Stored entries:
-- Opening Marker --

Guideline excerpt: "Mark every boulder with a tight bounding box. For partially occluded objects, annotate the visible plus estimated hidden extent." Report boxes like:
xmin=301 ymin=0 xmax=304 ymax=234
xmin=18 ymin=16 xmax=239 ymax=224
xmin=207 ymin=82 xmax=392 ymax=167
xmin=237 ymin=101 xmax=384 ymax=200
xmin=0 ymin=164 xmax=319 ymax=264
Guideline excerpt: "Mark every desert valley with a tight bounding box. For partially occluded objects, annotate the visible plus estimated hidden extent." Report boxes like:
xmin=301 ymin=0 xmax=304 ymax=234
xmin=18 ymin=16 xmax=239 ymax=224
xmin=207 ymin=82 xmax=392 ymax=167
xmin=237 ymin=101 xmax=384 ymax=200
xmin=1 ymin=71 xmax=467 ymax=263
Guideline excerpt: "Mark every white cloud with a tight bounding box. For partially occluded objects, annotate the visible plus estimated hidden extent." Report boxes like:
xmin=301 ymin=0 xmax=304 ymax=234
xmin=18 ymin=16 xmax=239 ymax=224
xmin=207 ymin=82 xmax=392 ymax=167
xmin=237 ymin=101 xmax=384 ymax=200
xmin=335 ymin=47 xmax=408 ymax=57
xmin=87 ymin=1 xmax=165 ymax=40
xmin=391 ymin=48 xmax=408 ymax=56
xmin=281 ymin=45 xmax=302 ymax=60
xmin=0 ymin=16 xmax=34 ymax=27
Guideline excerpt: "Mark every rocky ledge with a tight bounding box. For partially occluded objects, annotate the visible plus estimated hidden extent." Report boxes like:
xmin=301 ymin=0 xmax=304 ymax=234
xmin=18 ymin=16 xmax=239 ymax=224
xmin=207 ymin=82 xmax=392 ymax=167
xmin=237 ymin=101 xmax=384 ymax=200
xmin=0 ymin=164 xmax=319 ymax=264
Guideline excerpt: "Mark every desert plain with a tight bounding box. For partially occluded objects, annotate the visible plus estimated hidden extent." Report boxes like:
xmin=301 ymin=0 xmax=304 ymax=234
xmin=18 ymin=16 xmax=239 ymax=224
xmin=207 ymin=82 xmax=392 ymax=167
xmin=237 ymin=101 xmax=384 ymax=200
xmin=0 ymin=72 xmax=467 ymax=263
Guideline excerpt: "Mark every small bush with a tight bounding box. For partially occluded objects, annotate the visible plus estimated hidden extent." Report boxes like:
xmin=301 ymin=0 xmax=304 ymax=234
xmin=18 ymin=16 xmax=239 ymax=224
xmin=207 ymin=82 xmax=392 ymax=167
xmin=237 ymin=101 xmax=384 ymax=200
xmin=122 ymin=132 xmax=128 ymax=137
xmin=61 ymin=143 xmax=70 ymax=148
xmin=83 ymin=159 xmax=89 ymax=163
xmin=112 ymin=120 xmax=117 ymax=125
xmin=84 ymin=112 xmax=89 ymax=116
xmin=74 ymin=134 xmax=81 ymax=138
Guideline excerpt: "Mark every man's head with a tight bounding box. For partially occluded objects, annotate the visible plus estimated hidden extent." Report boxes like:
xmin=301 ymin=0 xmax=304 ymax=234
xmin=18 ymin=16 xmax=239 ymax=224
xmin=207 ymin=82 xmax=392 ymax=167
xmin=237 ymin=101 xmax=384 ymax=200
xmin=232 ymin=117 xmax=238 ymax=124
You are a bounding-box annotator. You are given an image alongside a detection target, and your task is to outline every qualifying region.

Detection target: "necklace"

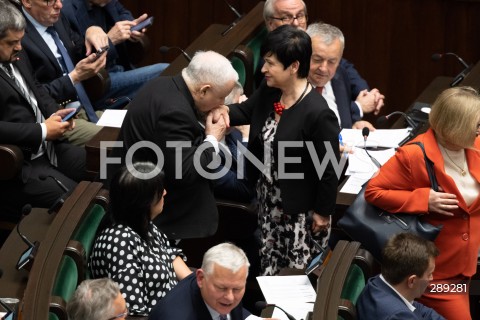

-- Closing Marker --

- [TASK STATEMENT]
Copy every line where the word "target" is present in the entries above.

- [TASK ANSWER]
You are a bounding-box annotator. You are given an image alongside a detection target, and your task is to outline every qualifying region.
Detection target: "necklace"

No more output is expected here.